Work instructions:
[A] Please reproduce the stretch of the backup program post from "This is a pretty" through "ones won't either.", word for word.
[B] Shorten the paragraph of the backup program post that begins "I ran it and found", keeping its main facts.
[C] Extend the backup program post, picking up after its last sentence.

Document excerpt:
Instead of doing either, I'm going to let my subconscious work on it, and in the mean time I added a command line option to turn on metadata lookups; otherwise we simply generate them as normal.
I ran it again without trying to avoid metadata recomputation and I got:
%self total self wait child calls name 94.55 54000.96 54000.96 0.00 0.00 128010322 IO#read (ruby_runtime:0} 1.60 916.05 916.05 0.00 0.00 89988103 IO#write (ruby_runtime:0} 1.55 882.67 882.67 0.00 0.00 42692163 Digest::Base#<< (ruby_runtime:0} 0.59 455.07 335.24 0.00 119.83 8127372 Pathname#chop_basename (/usr/lib/ruby/1.8/pathname.rb:264}
That actually looks pretty good; I'm spending virtually no time in my own code.
Actually, I suppose one can't just look at a routine in which you're spending a lot of time and say "I need to optimize that"; what you really should be doing is avoiding calling it in the first place, if you can.
That is, a good high-level optimization won't improve the runtime of some chunk of code, but it will avoid calling it as often. A micro-optimization will improve the amount of time spent in it per call.
After a long hiatus, I find myself out of disk space and needing to back up and make space.
I decided to make some changes, to allow multiple volumes per backup.
This required a great rethink, since previously the volume ID was a command line argument.
Now, I want interactive prompting.
First, I created a routine to prompt for a volume, and if you enter zero, to have it search for the first available. This is exactly how the earlier command line argument was processed.
Next, I made that a get_volume function in the BackupVolume class, changed BackupVolume's initialize to take distinct arguments, one of which may be volid (or it might default to nil). Then I call get_volume from initialize if the volid is not passed (nil).
Then, I go back to the BackupRoutine.main and alter it to create a BackupVolume (the class was previously unusued), mkfs and mount it (it previously did this all in-line).
When I go to CryptedBackupVolume, I see that nothing really need be done to this class.
However, when I go to CryptedBackupRoutine, I find an unexpected complication. Previously, I had prompted for a passphrase, run cryptsetup to format it in-line, run cryptsetup to open it in-line, and then called BackupRoutine.main (the superclass) with a different destination device. But now, we cannot call the BackupRoutine.main() without again prompting for a volume, and so on.
This is a pretty common example of the complexities you find when coding. You just didn't expect them to interact this way, and there's little way you could have known unless you held the whole system in your head. In this case, it has been months, so I've forgotten even some of what I knew about ruby :-)
The solution, in this case, is to refactor. Well, actually, the first step is to test my change, before doing anything else; if the underlying (unencrypted) routines don't work, then the encrypted ones won't either.
I ran it and found that there was an unbound variable fs in the BackupVolume.mkfs function. The question is, do I pass in a fstype as an option to BackupVolume and have BackupVolume construct the FileSystem object, or construct it outside and pass the object in? I decided on the latter. I had to not print out the type of filesystem in mkfs since it's no longer available as text to me, but I think it won't matter much, since the mkfs binary will print it out.
As a general rule, I don't like to have a lot of information about how to construct objects inside of other objects if I can pass them in from outside instead; it generates too much dependency between classes. In this case, since the filesystem type won't change from volume to volume (it is a command-line argument), I'll just construct one FileSystem object and pass that to each BackupVolume.

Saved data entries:
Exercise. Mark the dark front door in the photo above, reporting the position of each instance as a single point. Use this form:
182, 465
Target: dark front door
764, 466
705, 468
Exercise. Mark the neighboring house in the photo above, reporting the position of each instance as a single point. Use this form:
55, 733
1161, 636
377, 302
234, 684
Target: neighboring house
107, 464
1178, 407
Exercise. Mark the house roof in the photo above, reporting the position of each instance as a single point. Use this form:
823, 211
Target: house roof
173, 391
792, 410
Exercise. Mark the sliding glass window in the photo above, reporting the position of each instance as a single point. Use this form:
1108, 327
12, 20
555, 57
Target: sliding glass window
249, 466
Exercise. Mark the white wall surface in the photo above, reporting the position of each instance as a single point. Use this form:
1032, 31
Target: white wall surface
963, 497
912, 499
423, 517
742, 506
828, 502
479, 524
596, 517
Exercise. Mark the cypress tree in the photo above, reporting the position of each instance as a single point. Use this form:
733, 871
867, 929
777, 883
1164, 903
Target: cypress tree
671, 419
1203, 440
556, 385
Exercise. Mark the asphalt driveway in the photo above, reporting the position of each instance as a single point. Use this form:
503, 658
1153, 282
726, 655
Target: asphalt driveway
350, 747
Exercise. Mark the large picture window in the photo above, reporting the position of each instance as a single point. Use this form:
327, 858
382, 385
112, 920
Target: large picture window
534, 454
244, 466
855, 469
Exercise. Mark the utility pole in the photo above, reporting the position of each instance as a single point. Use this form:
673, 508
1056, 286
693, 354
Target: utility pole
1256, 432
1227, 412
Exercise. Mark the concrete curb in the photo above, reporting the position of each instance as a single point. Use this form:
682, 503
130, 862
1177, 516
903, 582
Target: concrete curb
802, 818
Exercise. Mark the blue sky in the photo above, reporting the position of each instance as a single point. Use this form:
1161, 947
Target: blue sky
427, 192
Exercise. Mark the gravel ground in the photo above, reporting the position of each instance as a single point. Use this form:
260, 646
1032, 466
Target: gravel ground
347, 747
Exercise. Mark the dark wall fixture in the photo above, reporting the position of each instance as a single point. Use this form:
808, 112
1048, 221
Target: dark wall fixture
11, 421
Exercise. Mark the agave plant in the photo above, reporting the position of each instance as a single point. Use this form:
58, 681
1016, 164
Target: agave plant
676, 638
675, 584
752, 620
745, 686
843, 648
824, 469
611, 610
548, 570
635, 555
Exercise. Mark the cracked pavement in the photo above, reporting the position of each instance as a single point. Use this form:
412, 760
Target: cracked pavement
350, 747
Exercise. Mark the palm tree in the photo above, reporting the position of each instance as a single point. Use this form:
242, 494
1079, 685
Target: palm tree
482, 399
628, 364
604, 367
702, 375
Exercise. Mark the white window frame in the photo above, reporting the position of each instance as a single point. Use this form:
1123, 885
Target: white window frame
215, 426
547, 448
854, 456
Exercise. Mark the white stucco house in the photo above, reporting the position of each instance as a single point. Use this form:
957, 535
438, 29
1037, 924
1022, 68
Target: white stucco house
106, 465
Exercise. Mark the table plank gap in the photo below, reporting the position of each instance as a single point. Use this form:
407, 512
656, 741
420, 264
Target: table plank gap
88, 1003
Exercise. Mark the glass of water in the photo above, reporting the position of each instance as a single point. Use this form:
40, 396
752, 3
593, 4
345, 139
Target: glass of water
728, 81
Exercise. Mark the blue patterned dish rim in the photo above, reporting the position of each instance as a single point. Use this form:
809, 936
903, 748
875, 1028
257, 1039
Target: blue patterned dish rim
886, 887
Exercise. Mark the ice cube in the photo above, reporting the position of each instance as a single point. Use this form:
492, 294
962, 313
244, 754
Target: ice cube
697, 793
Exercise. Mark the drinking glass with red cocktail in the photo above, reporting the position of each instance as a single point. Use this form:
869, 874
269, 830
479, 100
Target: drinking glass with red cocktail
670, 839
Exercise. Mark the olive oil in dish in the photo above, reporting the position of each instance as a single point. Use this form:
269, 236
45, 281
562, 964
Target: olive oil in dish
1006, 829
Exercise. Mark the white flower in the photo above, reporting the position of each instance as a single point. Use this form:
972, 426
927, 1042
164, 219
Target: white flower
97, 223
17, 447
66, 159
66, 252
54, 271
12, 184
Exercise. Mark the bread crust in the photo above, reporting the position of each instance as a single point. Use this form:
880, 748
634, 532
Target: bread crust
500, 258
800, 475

Written responses:
[A]
This is a pretty common example of the complexities you find when coding. You just didn't expect them to interact this way, and there's little way you could have known unless you held the whole system in your head. In this case, it has been months, so I've forgotten even some of what I knew about ruby :-)
The solution, in this case, is to refactor. Well, actually, the first step is to test my change, before doing anything else; if the underlying (unencrypted) routines don't work, then the encrypted ones won't either.

[B] A test run turned up an unbound variable fs in the BackupVolume.mkfs function. There were two options: pass an fstype to BackupVolume and have it build the FileSystem object, or build that object outside and pass it in. The author chose the second. As a result, mkfs no longer prints the filesystem type, which likely won't matter because the mkfs binary prints it.

[C]
At this point, it goes to back up, and crashes. From the context, I figure out that it's crashing when trying to remove the old FileSetGroup file. To allow for the old behavior, I have to make an attr_reader of the volid member so that we can query it from BackupVolume.main. I wonder at this point that the volume ID is really not so much a property of the volume itself, or the FileSetGroup - in fact, we have to pass the FSG in to the BackupVolume routine to find the next unused volume ID, so perhaps it should be the other way around, with the "get volume ID" functionality being in the FSG. It's not really clear to me at this point; I give up on being perfect, and simply move forward. This happens a lot when coding; the implications aren't clear until your subconscious has a chance to work on it, or you have a chance to work out the ramifications through further coding.
My first tendency here would be to refactor. I would extract out the code which creates the backup volume picks a volume ID, and separate it from the code which formats and copies data onto the drive. But that's the entire routine! Next, I consider passing in a volume ID as a parameter to main(), so that the BackupVolume initializer will see a volume ID (if called from CryptedBackupRoutine) and use it without asking, or not (if called from the script directly) and prompt. However, this is thwarted by both a handy output message saying what volume we're crypto-formatting, as well as the fact that any prompting in BackupVolume.main() about wanting to overwrite the volume will come too late, as it will have already been crypto-formatted.
Thus, it's back to refactoring. I start refactoring, separting the creation of the BackupVolume into its own routine (get_new_volume), and the rest into a new method backup. However, I find that my current structure is simply unsuitable. I prompt the user if he wants to overwrite the volume right after prompting him for the volume, and then I mkfs it. But unfortunately, for crypted volumes, I need to do something in between; I need to luksFormat it.
Along the way, I notice that there's some extra cruft in get_new_volume(); I can move the creation of the FileSystem object into the caller, since it won't change, and pass it into main.
Then, I notice that BackupVolume.get_new_volume() explicitly creates a BackupVolume object; that's no good, since the CryptedBackupRoutine must create a CryptBackupVolume object, and so we can't use this routine directly from the subclass as-is.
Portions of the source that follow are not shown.